### Entries supplied ###
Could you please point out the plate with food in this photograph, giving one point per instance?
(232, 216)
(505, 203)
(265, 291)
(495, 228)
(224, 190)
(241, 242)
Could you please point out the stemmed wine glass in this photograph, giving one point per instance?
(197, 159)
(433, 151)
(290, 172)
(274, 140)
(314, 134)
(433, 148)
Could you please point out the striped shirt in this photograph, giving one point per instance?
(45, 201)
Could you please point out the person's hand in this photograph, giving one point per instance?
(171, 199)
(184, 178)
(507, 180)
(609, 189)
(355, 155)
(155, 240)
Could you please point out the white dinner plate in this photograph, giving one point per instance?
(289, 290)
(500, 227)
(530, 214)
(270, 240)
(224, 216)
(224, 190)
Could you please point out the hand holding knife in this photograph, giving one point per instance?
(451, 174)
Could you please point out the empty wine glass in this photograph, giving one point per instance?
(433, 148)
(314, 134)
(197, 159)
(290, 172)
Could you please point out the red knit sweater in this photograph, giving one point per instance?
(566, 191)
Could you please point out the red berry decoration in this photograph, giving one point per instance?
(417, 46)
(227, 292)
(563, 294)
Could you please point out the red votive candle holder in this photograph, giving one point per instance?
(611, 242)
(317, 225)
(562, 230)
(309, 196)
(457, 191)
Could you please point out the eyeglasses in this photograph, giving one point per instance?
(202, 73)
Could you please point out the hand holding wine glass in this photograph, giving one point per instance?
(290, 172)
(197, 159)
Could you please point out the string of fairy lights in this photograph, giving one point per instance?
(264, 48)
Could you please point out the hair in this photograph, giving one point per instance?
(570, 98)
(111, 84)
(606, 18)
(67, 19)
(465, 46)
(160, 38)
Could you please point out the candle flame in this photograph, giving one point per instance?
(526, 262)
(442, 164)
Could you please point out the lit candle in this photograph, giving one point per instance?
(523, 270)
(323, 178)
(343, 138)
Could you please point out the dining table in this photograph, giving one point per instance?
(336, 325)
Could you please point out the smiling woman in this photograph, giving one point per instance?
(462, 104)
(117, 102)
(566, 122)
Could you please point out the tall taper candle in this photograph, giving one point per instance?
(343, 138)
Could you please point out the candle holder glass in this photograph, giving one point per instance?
###
Directions for this task. Reproduce the entries word for word, starting at the line containing "Could you please point out the lit" and continuing through the last line of the entries.

Response to the exercise.
Could you please point out the lit candle in this photograph, giving one point per instance?
(523, 270)
(323, 178)
(343, 138)
Could you please point out the dining table in this photograph, giving one point per instance?
(336, 325)
Could you please point out the smiling woman in this photograph, giving one point per instance?
(462, 104)
(117, 102)
(566, 122)
Could you please point out the tall taper candle in this photograph, giving one point per instance?
(343, 138)
Could you please point out the candle holder glass in this photograph, giving one point per instance?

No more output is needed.